■ **TASK REQUIREMENTS**
Pictures stay out; everything else in the records gets transcribed exactly.
SOURCE MATERIAL below:
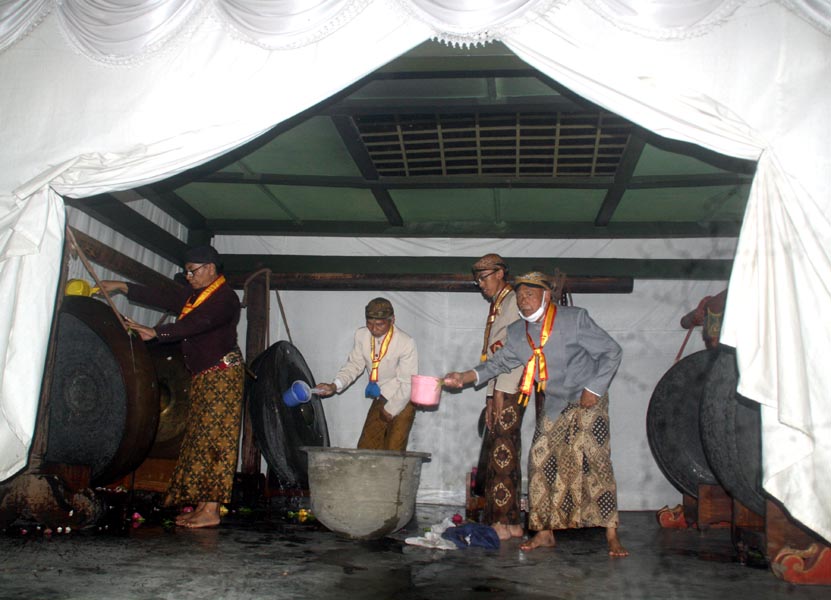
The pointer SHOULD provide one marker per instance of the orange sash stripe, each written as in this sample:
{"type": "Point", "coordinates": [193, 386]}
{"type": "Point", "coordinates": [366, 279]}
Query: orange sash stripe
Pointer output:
{"type": "Point", "coordinates": [537, 360]}
{"type": "Point", "coordinates": [376, 359]}
{"type": "Point", "coordinates": [204, 295]}
{"type": "Point", "coordinates": [494, 310]}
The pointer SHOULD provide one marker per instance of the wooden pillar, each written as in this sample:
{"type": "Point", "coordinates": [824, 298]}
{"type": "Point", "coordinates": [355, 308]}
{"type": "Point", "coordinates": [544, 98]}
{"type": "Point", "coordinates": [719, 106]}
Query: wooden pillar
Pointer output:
{"type": "Point", "coordinates": [255, 341]}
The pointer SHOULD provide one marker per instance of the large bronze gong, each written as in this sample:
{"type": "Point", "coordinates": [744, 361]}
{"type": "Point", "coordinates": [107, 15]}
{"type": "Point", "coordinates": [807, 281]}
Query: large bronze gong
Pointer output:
{"type": "Point", "coordinates": [672, 424]}
{"type": "Point", "coordinates": [731, 433]}
{"type": "Point", "coordinates": [173, 379]}
{"type": "Point", "coordinates": [103, 400]}
{"type": "Point", "coordinates": [281, 430]}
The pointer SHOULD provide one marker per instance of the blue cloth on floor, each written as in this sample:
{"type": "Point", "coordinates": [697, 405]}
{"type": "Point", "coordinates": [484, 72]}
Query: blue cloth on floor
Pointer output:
{"type": "Point", "coordinates": [472, 534]}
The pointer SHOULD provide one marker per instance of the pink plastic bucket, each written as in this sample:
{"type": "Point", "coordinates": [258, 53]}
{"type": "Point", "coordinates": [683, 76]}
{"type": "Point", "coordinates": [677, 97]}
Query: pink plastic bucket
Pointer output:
{"type": "Point", "coordinates": [425, 390]}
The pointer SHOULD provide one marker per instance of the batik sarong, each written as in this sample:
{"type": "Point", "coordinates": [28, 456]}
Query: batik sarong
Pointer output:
{"type": "Point", "coordinates": [571, 482]}
{"type": "Point", "coordinates": [503, 481]}
{"type": "Point", "coordinates": [208, 457]}
{"type": "Point", "coordinates": [379, 434]}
End of SOURCE MATERIAL.
■ **EXPECTED ANSWER**
The pointer SHOULD provide one marker per instance of the orange sash stripe, each written as in this sample:
{"type": "Point", "coordinates": [193, 386]}
{"type": "Point", "coordinates": [366, 279]}
Query: orange sash stripe
Pointer output:
{"type": "Point", "coordinates": [537, 360]}
{"type": "Point", "coordinates": [376, 359]}
{"type": "Point", "coordinates": [204, 295]}
{"type": "Point", "coordinates": [494, 310]}
The pointer SHOULD provide one marker per instance of the wooden pillar, each written as in this sample:
{"type": "Point", "coordinates": [824, 298]}
{"type": "Point", "coordinates": [355, 308]}
{"type": "Point", "coordinates": [544, 98]}
{"type": "Point", "coordinates": [719, 106]}
Query: wooden pillar
Pointer output:
{"type": "Point", "coordinates": [255, 341]}
The pointer SHOULD provide one marker per instance of the large bronze gong, each written as in this sample:
{"type": "Point", "coordinates": [744, 361]}
{"type": "Point", "coordinates": [107, 15]}
{"type": "Point", "coordinates": [807, 281]}
Query: large bronze gong
Pointer output:
{"type": "Point", "coordinates": [672, 424]}
{"type": "Point", "coordinates": [731, 433]}
{"type": "Point", "coordinates": [173, 379]}
{"type": "Point", "coordinates": [103, 400]}
{"type": "Point", "coordinates": [281, 430]}
The pointer SHOULD provide one marker per instance of the blue cloth on floor, each written as in this sample:
{"type": "Point", "coordinates": [697, 405]}
{"type": "Point", "coordinates": [484, 72]}
Query: blue cloth on floor
Pointer output:
{"type": "Point", "coordinates": [472, 534]}
The pointer SHOULD provide one marker per instance of the pink plastic bucket, each written as in this sample:
{"type": "Point", "coordinates": [258, 53]}
{"type": "Point", "coordinates": [683, 76]}
{"type": "Point", "coordinates": [677, 97]}
Query: pink plastic bucket
Pointer output:
{"type": "Point", "coordinates": [425, 390]}
The pointer SHOULD provide one marker per instance of the batik sarong, each written as in this sample:
{"type": "Point", "coordinates": [28, 456]}
Query: batik sarong
Pointer output:
{"type": "Point", "coordinates": [571, 482]}
{"type": "Point", "coordinates": [503, 481]}
{"type": "Point", "coordinates": [208, 457]}
{"type": "Point", "coordinates": [379, 434]}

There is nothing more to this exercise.